Consigne:
Réécrivez le passage de l'extrait consacré à Conrad Detrez, en commençant par «Conrad Detrez: un» et en poursuivant jusqu'à «figure turbulente s’impose.», en remplaçant «sommité» par «figure majeure».

Extrait:
+ + + +
Conrad Detrez: un Wallon limbourgeois entre révolution et littérature
Les auteurs renommés originaires du Limbourg belge ne sont pas légion. Parmi eux se trouve Conrad Detrez (1937-1985), une sommité de la littérature belge dont peu connaissent encore le nom. Bien que d’expression française, Detrez naquit en Flandre d’une mère flamande. Son univers littéraire était, lui aussi, profondément flamand. Une redécouverte de la vie et de l’œuvre de cette figure turbulente s’impose.
Un fils de boucher du Limbourg
À la charnière des années 1970 et 1980, Conrad Detrez était un nom bien connu de la littérature. Ses romans se vendaient par dizaines de milliers et paraissaient en français, en anglais, en néerlandais et en portugais. Il apparut à la télévision française, et son œuvre retint jusqu’à l’attention du Time Magazine. En 1978, il décrocha en France le prestigieux prix Renaudot pour son roman L’Herbe à brûler. Pour les Français, Detrez était une figure éminemment intéressante, évoluant en marge des modes littéraires, et qui laissait parler son instinct poétique sans prendre de pose intellectuelle. De la même manière, peu ou prou, que les Flamands Hugo Claus et Louis-Paul Boon – et plus tard Dimitri Verhulst – seraient aimés aux Pays-Bas, Detrez puisait sa force dans une identité ostentatoirement non française et aux airs baroques.
Comment ce Wallon limbourgeois issu d’un milieu modeste parvint-il si loin? Conrad Detrez était entré en littérature par un chemin de traverse. Vivre d’abord, écrire ensuite: cet adage était inscrit au plus profond de lui. Né en 1937 dans une enclave francophone de la province du Limbourg, il grandit dans la boucherie de ses parents. Si le village campagnard de Rukkelingen-aan-de-Jeker, non loin de Tongres et de Maastricht, appartenait à la Flandre, c’était à cause d’une méprise des Français qui avaient annexé la localité en 1795. Il faudra attendre 1963 pour que Rukkelingen-aan-de-Jeker soit rattaché à la Wallonie sous le nom de Roclenge-sur-Geer. Pendant les 133 ans d’appartenance des Roclengeois à la province du Limbourg, jamais il n’y eut de tensions: la langue véhiculaire y était le français et le Limbourg le tolérait (la seule tentative d’imposer le néerlandais fut à mettre au compte de l’occupant allemand lors de la Première Guerre mondiale).
+ + + +
Entrées:
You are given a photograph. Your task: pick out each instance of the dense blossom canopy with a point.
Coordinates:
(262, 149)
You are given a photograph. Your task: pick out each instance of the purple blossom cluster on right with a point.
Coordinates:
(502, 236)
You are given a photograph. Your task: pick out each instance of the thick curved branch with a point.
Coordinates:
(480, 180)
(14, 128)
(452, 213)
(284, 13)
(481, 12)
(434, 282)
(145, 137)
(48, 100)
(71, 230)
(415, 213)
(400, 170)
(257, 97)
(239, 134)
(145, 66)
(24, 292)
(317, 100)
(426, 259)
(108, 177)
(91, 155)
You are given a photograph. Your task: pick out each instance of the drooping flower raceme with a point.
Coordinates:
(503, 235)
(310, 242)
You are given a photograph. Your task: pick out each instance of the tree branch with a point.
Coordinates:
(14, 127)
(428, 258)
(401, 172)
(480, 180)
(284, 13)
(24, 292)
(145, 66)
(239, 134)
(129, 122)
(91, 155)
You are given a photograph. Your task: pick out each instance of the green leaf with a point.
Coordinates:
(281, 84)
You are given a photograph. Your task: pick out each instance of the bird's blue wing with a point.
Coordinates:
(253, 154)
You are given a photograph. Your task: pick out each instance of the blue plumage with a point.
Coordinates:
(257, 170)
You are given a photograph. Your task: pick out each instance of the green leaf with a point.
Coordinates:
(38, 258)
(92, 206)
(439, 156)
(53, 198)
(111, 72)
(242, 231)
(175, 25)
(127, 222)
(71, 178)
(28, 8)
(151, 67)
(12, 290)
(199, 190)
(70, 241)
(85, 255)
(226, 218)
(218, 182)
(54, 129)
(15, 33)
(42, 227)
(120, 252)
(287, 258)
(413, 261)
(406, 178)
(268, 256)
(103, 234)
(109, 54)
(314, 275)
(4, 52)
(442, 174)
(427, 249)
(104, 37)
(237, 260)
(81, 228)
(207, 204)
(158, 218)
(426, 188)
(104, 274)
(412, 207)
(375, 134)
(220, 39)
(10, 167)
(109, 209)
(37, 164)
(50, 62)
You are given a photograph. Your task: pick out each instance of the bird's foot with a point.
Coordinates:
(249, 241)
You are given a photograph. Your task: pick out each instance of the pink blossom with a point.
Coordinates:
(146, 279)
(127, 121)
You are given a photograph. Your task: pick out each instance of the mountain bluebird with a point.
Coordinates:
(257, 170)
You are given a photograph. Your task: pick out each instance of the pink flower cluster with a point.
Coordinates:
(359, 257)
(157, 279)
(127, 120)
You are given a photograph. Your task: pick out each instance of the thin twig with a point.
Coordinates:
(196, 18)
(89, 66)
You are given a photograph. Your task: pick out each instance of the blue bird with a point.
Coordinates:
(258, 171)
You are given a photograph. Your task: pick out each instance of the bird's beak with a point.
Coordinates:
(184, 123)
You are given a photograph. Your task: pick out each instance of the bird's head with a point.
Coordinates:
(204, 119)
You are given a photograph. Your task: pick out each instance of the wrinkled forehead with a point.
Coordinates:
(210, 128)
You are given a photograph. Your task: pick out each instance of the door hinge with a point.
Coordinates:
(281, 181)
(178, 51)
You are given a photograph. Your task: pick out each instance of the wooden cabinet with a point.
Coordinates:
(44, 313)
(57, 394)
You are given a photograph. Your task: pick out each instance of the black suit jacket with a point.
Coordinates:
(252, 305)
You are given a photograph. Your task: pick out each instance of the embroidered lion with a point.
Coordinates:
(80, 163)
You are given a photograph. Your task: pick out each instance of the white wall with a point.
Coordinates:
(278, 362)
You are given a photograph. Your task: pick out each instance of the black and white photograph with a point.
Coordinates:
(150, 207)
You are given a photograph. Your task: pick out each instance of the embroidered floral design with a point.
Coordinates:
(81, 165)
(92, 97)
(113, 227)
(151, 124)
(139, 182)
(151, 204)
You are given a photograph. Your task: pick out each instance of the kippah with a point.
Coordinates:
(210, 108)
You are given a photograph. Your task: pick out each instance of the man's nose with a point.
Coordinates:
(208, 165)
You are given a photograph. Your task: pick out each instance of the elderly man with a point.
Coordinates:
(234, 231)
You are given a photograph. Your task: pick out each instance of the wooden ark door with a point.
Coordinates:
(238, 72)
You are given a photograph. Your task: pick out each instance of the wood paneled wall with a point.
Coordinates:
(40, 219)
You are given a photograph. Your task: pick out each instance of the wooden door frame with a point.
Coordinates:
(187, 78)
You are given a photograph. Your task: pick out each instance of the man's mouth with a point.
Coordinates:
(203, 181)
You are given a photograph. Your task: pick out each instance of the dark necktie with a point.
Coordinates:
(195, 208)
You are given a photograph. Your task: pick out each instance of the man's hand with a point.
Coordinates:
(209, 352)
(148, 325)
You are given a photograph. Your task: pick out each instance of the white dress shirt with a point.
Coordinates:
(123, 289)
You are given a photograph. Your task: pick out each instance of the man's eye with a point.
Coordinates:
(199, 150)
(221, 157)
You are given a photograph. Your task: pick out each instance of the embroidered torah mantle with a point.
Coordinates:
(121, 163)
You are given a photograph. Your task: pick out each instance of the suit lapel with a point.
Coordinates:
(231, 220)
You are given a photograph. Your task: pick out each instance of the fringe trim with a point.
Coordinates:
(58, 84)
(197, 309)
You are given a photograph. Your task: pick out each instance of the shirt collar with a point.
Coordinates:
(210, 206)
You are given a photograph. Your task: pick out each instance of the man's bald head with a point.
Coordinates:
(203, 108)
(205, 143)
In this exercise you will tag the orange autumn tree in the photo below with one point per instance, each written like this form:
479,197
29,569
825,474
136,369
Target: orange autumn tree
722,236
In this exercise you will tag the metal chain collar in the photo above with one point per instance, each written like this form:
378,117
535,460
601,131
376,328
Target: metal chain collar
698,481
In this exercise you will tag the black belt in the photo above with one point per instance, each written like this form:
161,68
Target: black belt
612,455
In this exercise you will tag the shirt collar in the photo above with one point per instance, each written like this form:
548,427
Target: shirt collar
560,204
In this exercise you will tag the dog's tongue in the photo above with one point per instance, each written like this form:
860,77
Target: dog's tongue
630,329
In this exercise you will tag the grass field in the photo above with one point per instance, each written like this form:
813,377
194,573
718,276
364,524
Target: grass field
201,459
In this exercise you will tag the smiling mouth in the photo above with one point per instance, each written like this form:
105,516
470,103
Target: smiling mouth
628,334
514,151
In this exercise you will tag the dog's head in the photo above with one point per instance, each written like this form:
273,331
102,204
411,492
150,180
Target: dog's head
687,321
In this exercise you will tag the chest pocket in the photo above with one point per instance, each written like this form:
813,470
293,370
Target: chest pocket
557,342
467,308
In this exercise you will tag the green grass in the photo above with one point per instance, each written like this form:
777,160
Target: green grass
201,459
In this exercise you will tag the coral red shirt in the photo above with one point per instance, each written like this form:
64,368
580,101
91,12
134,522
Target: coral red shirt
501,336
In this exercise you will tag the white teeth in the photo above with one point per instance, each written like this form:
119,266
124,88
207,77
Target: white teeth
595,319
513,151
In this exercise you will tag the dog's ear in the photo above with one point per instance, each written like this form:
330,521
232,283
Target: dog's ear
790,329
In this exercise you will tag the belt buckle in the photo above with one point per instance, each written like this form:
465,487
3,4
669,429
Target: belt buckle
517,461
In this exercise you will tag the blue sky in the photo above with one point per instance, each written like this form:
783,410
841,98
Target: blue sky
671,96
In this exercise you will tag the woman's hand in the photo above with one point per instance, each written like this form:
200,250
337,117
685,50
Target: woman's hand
+ + + +
Réponse complète:
Conrad Detrez: un Wallon limbourgeois entre révolution et littérature
Les auteurs renommés originaires du Limbourg belge ne sont pas légion. Parmi eux se trouve Conrad Detrez (1937-1985), une figure majeure de la littérature belge dont peu connaissent encore le nom. Bien que d’expression française, Detrez naquit en Flandre d’une mère flamande. Son univers littéraire était, lui aussi, profondément flamand. Une redécouverte de la vie et de l’œuvre de cette figure turbulente s’impose.